**Problem details**. Update the records below by putting "each pair on its own line" wherever "one pair per line" appears, and leave every other part unchanged. Omit the pictures from your version.

#####

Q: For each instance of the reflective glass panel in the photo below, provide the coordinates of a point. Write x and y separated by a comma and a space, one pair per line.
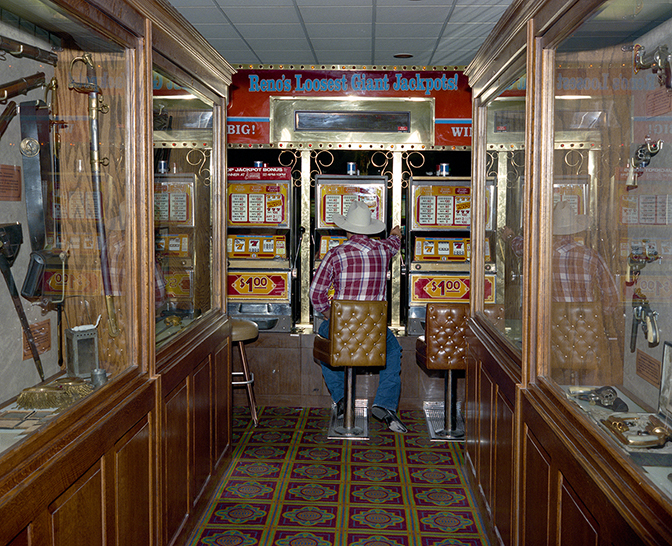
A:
611, 278
64, 149
182, 206
505, 177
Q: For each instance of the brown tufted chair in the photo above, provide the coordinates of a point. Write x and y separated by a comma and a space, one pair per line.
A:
357, 337
444, 347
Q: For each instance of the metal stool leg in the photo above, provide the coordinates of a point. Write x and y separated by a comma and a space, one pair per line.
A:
450, 426
248, 382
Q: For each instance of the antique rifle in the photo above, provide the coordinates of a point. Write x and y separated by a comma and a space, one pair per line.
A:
8, 114
20, 86
96, 105
19, 49
11, 238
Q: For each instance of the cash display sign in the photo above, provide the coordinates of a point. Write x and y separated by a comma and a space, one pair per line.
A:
258, 285
447, 288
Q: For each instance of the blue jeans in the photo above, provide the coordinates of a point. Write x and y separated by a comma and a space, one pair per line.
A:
389, 382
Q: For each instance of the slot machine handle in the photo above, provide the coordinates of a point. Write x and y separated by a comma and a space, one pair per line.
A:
302, 231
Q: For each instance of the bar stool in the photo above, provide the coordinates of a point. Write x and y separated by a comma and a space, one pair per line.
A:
443, 347
357, 338
242, 331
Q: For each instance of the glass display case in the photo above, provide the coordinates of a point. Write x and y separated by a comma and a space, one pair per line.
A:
503, 195
64, 168
610, 277
182, 206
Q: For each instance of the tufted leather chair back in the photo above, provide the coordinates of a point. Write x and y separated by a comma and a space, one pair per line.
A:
357, 334
444, 345
578, 337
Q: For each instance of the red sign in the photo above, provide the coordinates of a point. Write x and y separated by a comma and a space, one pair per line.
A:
249, 107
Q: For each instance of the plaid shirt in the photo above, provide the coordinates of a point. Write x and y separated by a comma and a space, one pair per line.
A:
581, 275
357, 269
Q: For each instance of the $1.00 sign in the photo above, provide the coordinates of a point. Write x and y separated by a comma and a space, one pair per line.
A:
258, 285
447, 288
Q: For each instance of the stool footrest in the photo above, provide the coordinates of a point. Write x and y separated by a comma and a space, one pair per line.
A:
249, 381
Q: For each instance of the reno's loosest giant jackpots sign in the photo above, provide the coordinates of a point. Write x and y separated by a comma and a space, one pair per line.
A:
249, 109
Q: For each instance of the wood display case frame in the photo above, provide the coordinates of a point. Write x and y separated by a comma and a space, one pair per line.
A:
134, 462
570, 482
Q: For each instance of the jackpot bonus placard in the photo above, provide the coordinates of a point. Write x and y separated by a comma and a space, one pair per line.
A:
441, 206
336, 199
258, 204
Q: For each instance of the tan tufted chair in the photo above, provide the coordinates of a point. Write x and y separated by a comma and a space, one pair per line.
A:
357, 338
444, 347
579, 340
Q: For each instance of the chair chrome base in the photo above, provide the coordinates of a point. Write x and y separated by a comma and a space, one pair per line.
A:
435, 418
360, 430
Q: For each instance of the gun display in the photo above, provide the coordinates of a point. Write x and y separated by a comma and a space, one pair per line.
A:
96, 105
8, 114
20, 86
19, 49
647, 317
11, 238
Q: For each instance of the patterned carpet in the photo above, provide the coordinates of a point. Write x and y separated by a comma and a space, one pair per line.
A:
288, 485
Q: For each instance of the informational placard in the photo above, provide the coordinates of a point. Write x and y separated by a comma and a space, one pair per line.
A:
174, 246
440, 249
256, 247
336, 198
179, 284
327, 242
646, 209
174, 199
439, 206
258, 173
258, 285
80, 282
258, 204
10, 183
447, 288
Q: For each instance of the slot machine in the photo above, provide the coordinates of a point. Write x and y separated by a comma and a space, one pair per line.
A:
333, 195
262, 246
438, 245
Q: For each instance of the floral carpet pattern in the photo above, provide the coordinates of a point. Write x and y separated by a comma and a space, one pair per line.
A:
288, 485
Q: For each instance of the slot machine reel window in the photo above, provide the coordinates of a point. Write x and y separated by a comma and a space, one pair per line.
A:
504, 185
63, 200
182, 206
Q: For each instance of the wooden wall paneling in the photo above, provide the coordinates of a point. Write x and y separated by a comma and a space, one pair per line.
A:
222, 397
135, 512
472, 413
594, 496
77, 516
176, 505
576, 525
22, 539
201, 447
536, 490
487, 409
503, 484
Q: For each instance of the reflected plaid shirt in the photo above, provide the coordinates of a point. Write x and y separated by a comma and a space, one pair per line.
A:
357, 269
581, 275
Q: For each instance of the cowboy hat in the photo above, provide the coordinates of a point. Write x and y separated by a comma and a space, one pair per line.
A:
359, 220
566, 221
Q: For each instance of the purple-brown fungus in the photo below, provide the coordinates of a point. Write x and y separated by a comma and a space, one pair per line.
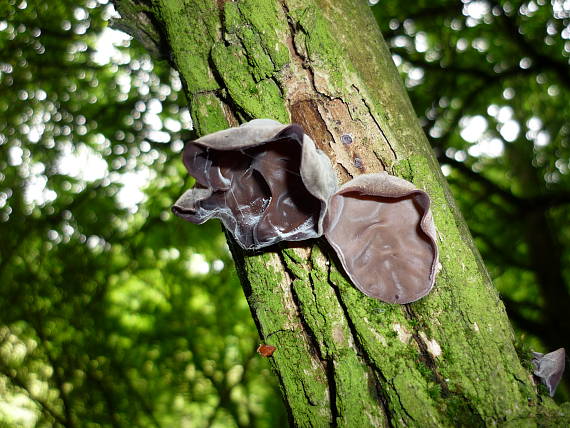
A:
265, 181
382, 230
550, 368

#####

**Solved exercise**.
Q: For each instance of the reflective glass panel in the photo below, provide the coordinates of a point. Write x and y separated by a comma and a space, each pair on its own line.
A:
611, 278
64, 149
182, 206
505, 177
Q: For each instance of the brown tufted chair in the photo above, provide the coordinates of a point. Write x and y separated by a comma and a space, each pair on its own line.
A:
357, 337
444, 347
Q: For each instance of the metal stool leg in the photo above, provide the coordinates of a point. Write x and y separated by a comma and a space, each pair on its own line.
A:
450, 426
248, 382
Q: For each instance of the antique rifle in the photo above, provide the coordinates of a point. Write x and y separated by a comma and a space, each pair on its own line.
A:
8, 114
20, 86
96, 105
19, 49
11, 238
Q: For each instance of the cash display sign in the photo above, provide the coordinates of a point. Write x and y separated by a comma and a space, each pair on its own line.
A:
258, 285
447, 288
Q: For each instance of the blue jeans in the photo above, provide the coordinates of a point. Write x and y separated by a comma and a space, each pair on its own line.
A:
389, 382
Q: For each instance of the slot machine handle in the photo above, provide the coordinates of a point. Write x and y separated by a comma and a space, each pair on its own line.
A:
302, 231
Q: For each instance of the bar stool in the photo above, provide the coordinates of a point. Write x and y separated by a comma and a space, each pair on its own line.
A:
443, 347
357, 338
242, 331
Q: For each instance of the glass display case in the photo above, provide the coordinates of a point. Write x and y separated by a comma and a space, each pair on its own line.
A:
503, 195
64, 168
610, 277
182, 206
Q: For each instance of the tufted leather chair back in the photo above, provide the coordinates of a point. Write x and y separated by a comma and a space, each pair on its own line.
A:
357, 334
444, 345
578, 337
Q: For each instance of the red sign in the photo above, provide the coordinates of a point. Write x and y separated by a comma and a space, each pair on its own line.
A:
249, 107
Q: For each instance of the plaid shirt in the photo above, provide the coordinates of a point. Write x and y separated by a comma and a space, each pair on its own line.
A:
581, 275
357, 269
Q: For each instance of the $1.00 sign in the photo above, provide the coordinates of a point. Write x and y separated by a comma and a space, each pair on its own line.
A:
258, 285
447, 288
Q: For each instance of the stool footrest in the photo above, provide the coordinates of a point. Write x and y separated by a comma and a space, each pair on its own line.
A:
249, 381
Q: For each instance of the reno's loosest giant jackpots sign in the photo above, provide the coordinates of a point. Write x and y separated by a comma and a space, each pair on its own line.
A:
249, 109
Q: For each instance of the wood display case frame in the photo above, provide the coordinates of a point. Write x and y separated by a comma and a space, each pair on its own line.
A:
134, 462
570, 482
Q: For each instance of the jackpot bonus placard in the photo above, provide the coordinates of a point. Write x and y separated by a comma and a space, each pair on its own line.
A:
441, 206
336, 199
258, 204
Q: For each instance of the tan tufted chair in the photo above, provide the coordinates of a point. Write x and y separated by a comma and a space, each pair on its own line.
A:
357, 338
444, 347
579, 340
Q: For each instance of the chair chrome base in the photo above, provide the coordinates of a point. Write x and y separated by a comma and a space, each pair on its own line.
A:
435, 418
360, 430
Q: For each instance of the gun display in the photo above, provide the coordinates of a point. Write x and y separated by a comma and a space, each pair on its own line.
A:
96, 105
8, 114
20, 86
19, 49
647, 317
11, 238
Q: For each instance of the patterned carpet in the photo above, provide the coordinates of a point. Write x and y separated by a comma and a space, each pair on its own line.
A:
288, 485
Q: For each instance of the informational placard in the photo above, provide the coordinates of a point. Write x and y separated by a comma and a space, each pair on its own line.
A:
174, 246
440, 249
256, 247
336, 198
179, 284
327, 242
646, 209
174, 199
439, 206
258, 173
258, 285
80, 282
258, 204
10, 183
447, 288
Q: For each instance of the slot machine in the photo above, provide the coordinates of a point. Write x and y separated by a comma and a space, each pair on its own line.
A:
333, 195
262, 246
438, 245
Q: For each instance of the floral carpet pattern in the photo above, provide the coordinates of a point. Write x and y separated by a comma and a space, each pair on its own line.
A:
288, 485
Q: For each instance of the slot machine reel window in the photo above, provide the coordinates of a point. Write x and y separated by a comma and a space, each pair on its own line.
A:
504, 185
63, 200
182, 206
Q: For each instance of the wooden wall paneling in the photo above, provide the coordinates of a point. Write x and y separated by a comma and a space, each pair on its own line.
A:
222, 397
135, 512
472, 413
594, 496
77, 516
176, 505
576, 525
22, 539
201, 447
536, 490
487, 409
503, 484
Q: For each instance of the reflected plaid shirt in the photo above, provide the coordinates of a point. Write x and y separated by a comma and a space, each pair on its own line.
A:
357, 269
581, 275
Q: For each instance of the cowboy hat in the photo above, provide the coordinates of a point. Write x and y separated by a comma and a space, each pair on its own line.
A:
359, 220
566, 221
Q: For each instance of the purple-brown fungus in the photo below, provide the coordinates of a point. Write x and y separated by a comma and a space, each pair on its own line.
A:
265, 181
382, 230
550, 368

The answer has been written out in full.